** REQUIRED ACTIONS **
1. Translate this sentence from the coffee maker forum thread into Spanish: "It appears to be the latest generation of premium drip coffee makers from Melitta."
2. Continue the forum thread about the Melitta Aroma Elegance coffee maker from its last post.

-- Start SOURCE EXTRACT --

# Melitta Aroma Elegance Therm Delux



## Spy (May 12, 2016)

Has anyone tried the Melitta aroma Elegance ?

It appears to be the latest generation of premium drip coffee makers from Melitta.

From what I can gather, the original was the Excellent which is the same as the Highly regarded American dripper from Bonavita.

This was then followed by the Siganture which is similar in look to the Technivorm Moccamaster.

The latest is the Elegance range and has some good reviews on Amazon but was hoping if anyone here has tried it and their thoughts on its performance ?


----------



## PPapa (Oct 24, 2015)

It doesn't seem to have temperature control/stability, which is one feature I would definitely look for when buying such machine.

Why are you buying one (office use, cafe, home, etc)?

Also, reviews on Amazon are probably great for £50 Delonghis too.


----------



## Spy (May 12, 2016)

Buying for home use.

You are right, no temp control but I believe the Melittas will boil the water to around the 195-200 degree mark as recommended by SCA and ECB. I think the Brazen is the only one that has this feature.

-- End SOURCE EXTRACT --
-- Start DATA LINES --

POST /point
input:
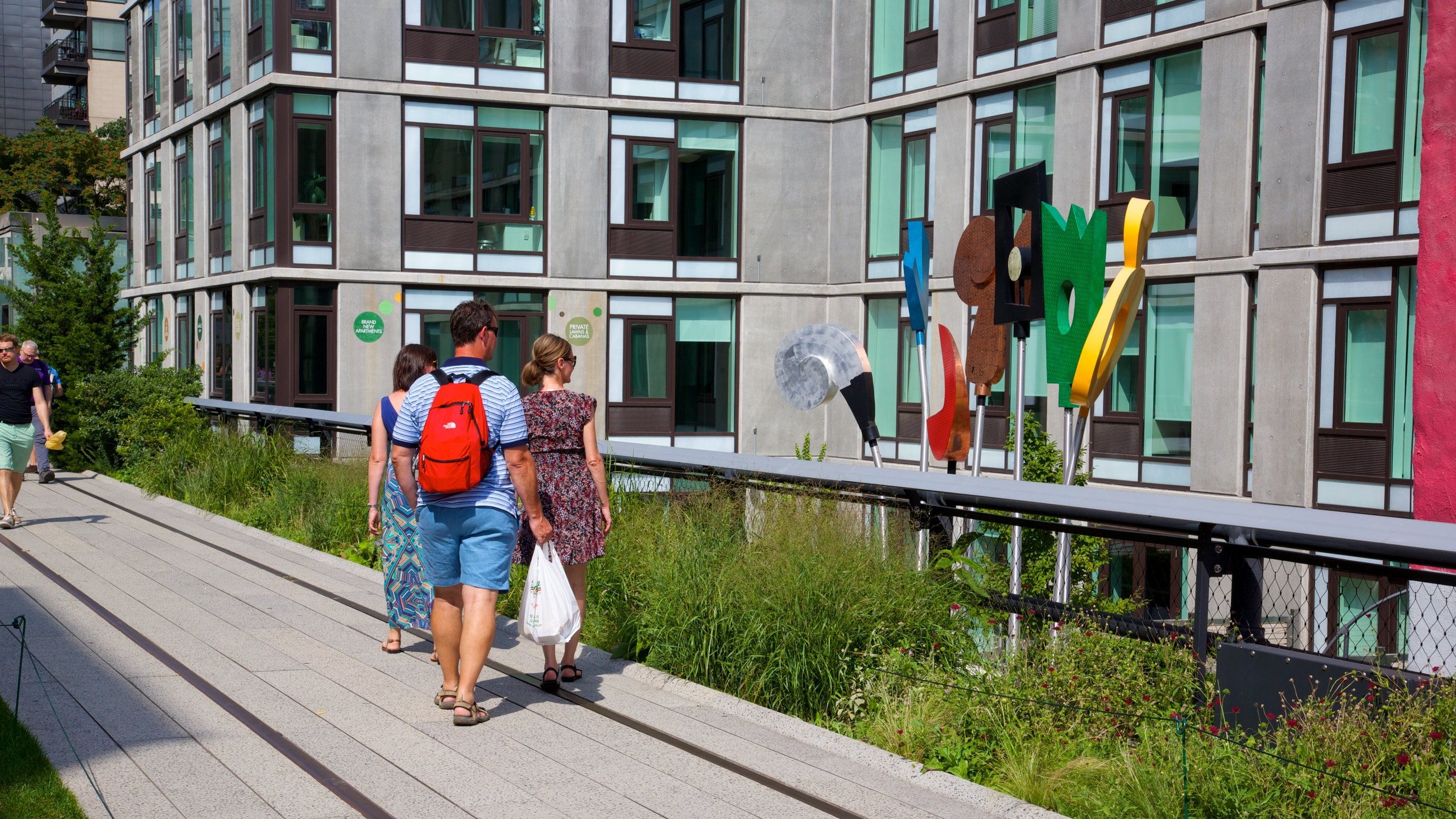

-- End DATA LINES --

** REPLIES **
1. Parece ser la última generación de cafeteras de goteo premium de Melitta.

2.
I don't know for sure, but I think the Melitta 'Aroma' button is potentially a pre-soak function - does anyone know for sure?

Agreed on Amazon reviews hence why i have asked on here for a more 'expert' opinion.

Also, are there plans for the new Brazen Connected to make it to the UK?


----------



## TrevD01 (May 17, 2016)

I bought a Melitta 1011-16 Look IV Thermal Timer Filter a few weeks ago, to replace the filter part of a Magimix L'espresso & filtre that had died after many years of service.

It seems well made, is easy to use, has a timer so you can have fresh brewed coffee waiting when you wake up - and - it has a pretty good vacuum jug that means the coffee doesn't get stewed when you come back for the second cup. I like the coffee it makes. It also looks pretty nice in my kitchen...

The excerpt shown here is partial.